» Text passage:

Petrushka has cut his fourth tooth; God grant he cut all so well, and that we may see him grow up, thus rewarding us for our former grief over his brothers.

Two years later, Catherine writes to Peter about this same son.

—July 24, 1718

I and the children, thank God, are in good health. Although on my way back to Petersburg, Petrushka was a little weak with his last teeth, yet now with God's help he is quite well and has cut three back teeth. I beg you. little father, for protection against Petrushka, for he has no little quarrel with me about you; namely, because 394 when I tell him that Papa has gone away he does not like it, but he likes it better and becomes glad when I say that Papa is here.

—Reval, August 1, 1718

Thanks, my friend, for the figs, which came safely. I have had myself shorn here and send you my shorn locks, though I know they will not be received.

In July, 1723, only eighteen months before he died, Peter wrote again from Reval, where he had built himself a small white stucco house and Catherine an ornate pink palace.

The garden planted only two years ago has grown beyond belief, for the only big trees which you saw have in some places stretched their branches across the walk. . . . The chestnuts all have fine crowns. The house is being plastered outside, but is ready within and, in one word, we have hardly anywhere such a handsome house. I send you some strawberries which ripened before our arrival, as well as cherries. I am quite astonished that things are so early here, when it is in the same latitude as Petersburg.

It is reassuring to read these letters. Not many parts of Peter's life were as unblemished and happy as his relationship with Catherine. Through these letters, we have the satisfaction of knowing that a man whose childhood was stained with horror, whose public life was filled with struggle, and whose family life saw the appalling tragedy of the Tsarevich Alexis, did at least have some moments of felicity. In Catherine, Peter found an island amidst the storms.

29

THE HAND OF THE AUTOCRAT

In
the early years of war—indeed, throughout his reign—Peter was constantly on the move. Nine years passed between the battles of Narva and Poltava; during this time, the Tsar was never more than three months in a single place. Now in Moscow, now in St. Petersburg, now in Voronezh; then on to Poland, Lithuania and Livonia, Peter traveled incessantly, everywhere inspecting, organizing, encouraging, criticizing, commanding. Even in his beloved Petersburg, he hurried back and forth between houses in different parts of the city. If he stayed under one roof for more than a week, be became restless. He ordered his carriage—he would go to see how a ship was building, how a canal was proceeding, what was being accomplished with the new harbor at Petersburg or Kronstadt. Traveling back and forth over the immense distances of his empire, the Tsar broke every precedent before the eyes of his astonished people. The time-honored image of a distant sovereign, crowned, enthroned and immobile in the white-walled Kremlin, bore no resemblance to this black-eyed, beardless giant dressed in a green German coat, black three-cornered hat and high, mud spattered boots, stepping down from his carriage into the muddy streets of a Russian town, demanding beer for his thirst, a bed for the night and fresh horses for the morning.

» Set exercise: Copy the letters passage between "Two years later, Catherine" and "not be received.", inclusive, replacing "figs" with "oranges".

» Recorded information:
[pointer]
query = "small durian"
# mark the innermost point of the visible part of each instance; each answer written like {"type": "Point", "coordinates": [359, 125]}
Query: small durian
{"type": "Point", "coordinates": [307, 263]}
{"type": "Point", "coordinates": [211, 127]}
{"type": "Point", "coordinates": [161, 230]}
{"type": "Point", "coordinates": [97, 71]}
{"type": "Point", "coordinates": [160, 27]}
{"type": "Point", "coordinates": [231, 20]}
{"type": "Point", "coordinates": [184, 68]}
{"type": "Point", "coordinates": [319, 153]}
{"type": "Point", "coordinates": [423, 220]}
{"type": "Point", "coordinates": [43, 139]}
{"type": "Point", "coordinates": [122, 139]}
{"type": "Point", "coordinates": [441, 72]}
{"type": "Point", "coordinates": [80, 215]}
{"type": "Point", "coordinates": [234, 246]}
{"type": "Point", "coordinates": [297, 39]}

» Output of the task:
Two years later, Catherine writes to Peter about this same son.

—July 24, 1718

I and the children, thank God, are in good health. Although on my way back to Petersburg, Petrushka was a little weak with his last teeth, yet now with God's help he is quite well and has cut three back teeth. I beg you. little father, for protection against Petrushka, for he has no little quarrel with me about you; namely, because 394 when I tell him that Papa has gone away he does not like it, but he likes it better and becomes glad when I say that Papa is here.

—Reval, August 1, 1718

Thanks, my friend, for the oranges, which came safely. I have had myself shorn here and send you my shorn locks, though I know they will not be received.